● Brano scelto
◆ ◆ ◆ ◆ ◆

MILANO Quante? Dieci, dodici milioni. Sono le fotografie passate, in oltre mezzo secolo, attraverso la dogana di questi occhi pungenti, che basta un sorriso a stringere fino a farli diventare orientali.
Grazia Neri sorride spesso, e basta quel sorriso per riconoscerla. È lo stesso sorriso di questa soave bambina di dieci anni con la vestina bianca e il fiocco tra i capelli, obbediente agli ordini del fotografo di studio, mettiti così, guarda di là. «Sorridevo, sì, ma fu uno sfinimento, quella seduta di posa», è un foglio di “provini” con decine e decine di scatti che Grazia tira fuori da una busta nel suo caotico studio, timida ma divertita. «Lo feci per la mamma, fu lei a volere quel rito fotografico del sorriso, forse come antidoto alla perdita di papà, pochi mesi prima, o alla guerra appena finita».
Quella faticosa performance in bianco e nero era forse un rito, ma di premonizione. Una decina d’anni più tardi, senza quasi averlo voluto, Grazia Neri imboccò la strada che la portò a diventare la signora della fotografia italiana, la prima donna a capo di un’agenzia fotogiornalistica internazionale, l’arbitra assoluta di quel che gli italiani vedevano del mondo.
Tanto che molti credettero che le facesse tutte lei, le foto. Lei, che in tutta la vita ne ha scattate «meno delle dita di due mani»: ai suoi due mariti, a suo figlio, poi basta «perché non avevo tempo, e le vacanze volevo godermele». E invece sembrava la più frenetica fotografa del mondo. Colpa di quella righetta, “Foto Grazia Neri”, che era riuscita a ottenere fosse stampata a lato di tutte le foto che vendeva ai giornali, quel “credito” fino ad allora inedito nella cultura editoriale italiana, da sempre poco rispettosa del copyright, quel tag su cui il figlio Michele ha sempre ironizzato: «Mia mamma è quella scritta in verticale sui giornali».

◆ ◆ ◆ ◆ ◆

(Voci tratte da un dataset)
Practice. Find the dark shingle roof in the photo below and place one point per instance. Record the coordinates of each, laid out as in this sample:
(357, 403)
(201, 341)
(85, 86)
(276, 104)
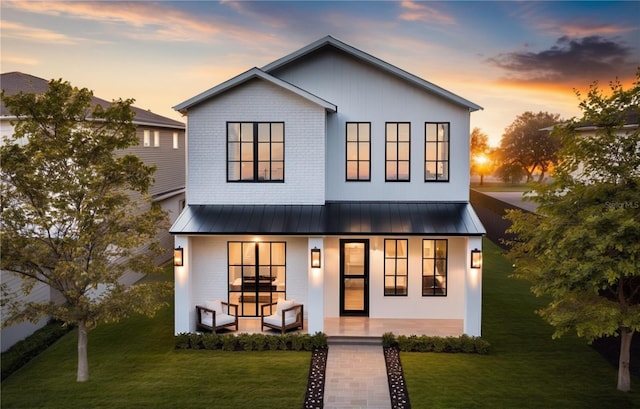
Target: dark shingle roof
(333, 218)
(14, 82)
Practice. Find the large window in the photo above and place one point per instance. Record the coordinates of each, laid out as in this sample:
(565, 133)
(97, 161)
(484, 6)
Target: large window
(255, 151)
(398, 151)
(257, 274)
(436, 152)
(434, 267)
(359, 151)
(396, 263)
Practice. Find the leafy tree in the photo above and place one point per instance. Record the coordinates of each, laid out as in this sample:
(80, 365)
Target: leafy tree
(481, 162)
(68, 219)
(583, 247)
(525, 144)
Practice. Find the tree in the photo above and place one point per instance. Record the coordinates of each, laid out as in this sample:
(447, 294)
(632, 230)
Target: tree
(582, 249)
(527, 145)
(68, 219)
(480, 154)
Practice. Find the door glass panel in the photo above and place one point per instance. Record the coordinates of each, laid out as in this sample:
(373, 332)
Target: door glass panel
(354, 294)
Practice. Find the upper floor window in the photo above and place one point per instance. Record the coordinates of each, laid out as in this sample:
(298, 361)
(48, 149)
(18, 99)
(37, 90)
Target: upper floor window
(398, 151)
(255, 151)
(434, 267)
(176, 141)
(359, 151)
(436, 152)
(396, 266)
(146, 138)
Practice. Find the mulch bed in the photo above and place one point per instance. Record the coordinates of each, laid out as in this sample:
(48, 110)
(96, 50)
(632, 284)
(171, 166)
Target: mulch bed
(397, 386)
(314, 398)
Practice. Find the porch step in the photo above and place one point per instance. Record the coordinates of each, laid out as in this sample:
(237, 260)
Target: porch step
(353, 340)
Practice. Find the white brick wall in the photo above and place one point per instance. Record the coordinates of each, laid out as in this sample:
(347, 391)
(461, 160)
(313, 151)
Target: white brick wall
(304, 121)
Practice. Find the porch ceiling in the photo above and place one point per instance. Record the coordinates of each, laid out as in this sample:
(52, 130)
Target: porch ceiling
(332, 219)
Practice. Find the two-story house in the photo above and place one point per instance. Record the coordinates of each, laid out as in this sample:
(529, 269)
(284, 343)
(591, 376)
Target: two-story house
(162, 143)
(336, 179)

◆ ◆ ◆ ◆ ◆

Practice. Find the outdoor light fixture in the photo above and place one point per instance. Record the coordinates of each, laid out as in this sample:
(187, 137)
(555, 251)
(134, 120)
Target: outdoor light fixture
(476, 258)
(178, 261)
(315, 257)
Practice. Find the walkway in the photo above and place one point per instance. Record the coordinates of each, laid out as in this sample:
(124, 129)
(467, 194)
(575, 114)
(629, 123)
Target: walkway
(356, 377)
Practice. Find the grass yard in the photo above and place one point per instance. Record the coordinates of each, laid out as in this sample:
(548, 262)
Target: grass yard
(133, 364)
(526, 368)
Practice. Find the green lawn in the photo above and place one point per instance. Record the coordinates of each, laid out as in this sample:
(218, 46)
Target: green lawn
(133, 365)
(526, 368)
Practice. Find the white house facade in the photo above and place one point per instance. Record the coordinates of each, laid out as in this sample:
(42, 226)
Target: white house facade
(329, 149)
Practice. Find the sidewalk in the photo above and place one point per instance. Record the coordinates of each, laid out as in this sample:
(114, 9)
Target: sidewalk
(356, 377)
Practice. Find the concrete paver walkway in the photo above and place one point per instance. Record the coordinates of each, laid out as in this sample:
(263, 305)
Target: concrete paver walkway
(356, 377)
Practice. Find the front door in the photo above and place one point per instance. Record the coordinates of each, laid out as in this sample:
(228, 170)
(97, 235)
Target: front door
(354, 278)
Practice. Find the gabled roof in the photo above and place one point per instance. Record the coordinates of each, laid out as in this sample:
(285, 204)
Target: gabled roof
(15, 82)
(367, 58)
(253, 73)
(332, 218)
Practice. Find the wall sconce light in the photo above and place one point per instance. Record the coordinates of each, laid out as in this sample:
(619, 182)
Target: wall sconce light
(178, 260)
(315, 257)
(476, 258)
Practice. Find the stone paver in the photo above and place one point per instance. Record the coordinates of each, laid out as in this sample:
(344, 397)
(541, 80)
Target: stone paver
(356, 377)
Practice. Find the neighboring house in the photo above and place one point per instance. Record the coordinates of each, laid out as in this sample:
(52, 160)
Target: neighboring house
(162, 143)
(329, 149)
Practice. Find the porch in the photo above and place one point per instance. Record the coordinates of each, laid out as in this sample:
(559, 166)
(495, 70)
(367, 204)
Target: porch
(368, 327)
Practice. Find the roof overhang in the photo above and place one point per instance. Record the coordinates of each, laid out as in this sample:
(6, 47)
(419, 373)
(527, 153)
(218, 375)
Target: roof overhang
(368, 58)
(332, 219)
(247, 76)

◆ ◆ ◆ ◆ ◆

● Consegna A
Rispondi alle seguenti domande sul brano su Grazia Neri, una risposta per riga.
(i) Quante fotografie sono passate sotto gli occhi di Grazia Neri in oltre mezzo secolo?
(ii) Quanti anni aveva Grazia Neri nella fotografia con la vestina bianca e il fiocco tra i capelli?
(iii) Quale scritta riuscì a far stampare a lato di tutte le foto che vendeva ai giornali?
● Consegna B
Estrai senza modifiche dal brano su Grazia Neri il tratto che va da "Quella faticosa performance" fino a "vedevano del mondo.".

● Soluzione A
(i) Dieci, dodici milioni.
(ii) Dieci anni.
(iii) "Foto Grazia Neri".

● Soluzione B
Quella faticosa performance in bianco e nero era forse un rito, ma di premonizione. Una decina d’anni più tardi, senza quasi averlo voluto, Grazia Neri imboccò la strada che la portò a diventare la signora della fotografia italiana, la prima donna a capo di un’agenzia fotogiornalistica internazionale, l’arbitra assoluta di quel che gli italiani vedevano del mondo.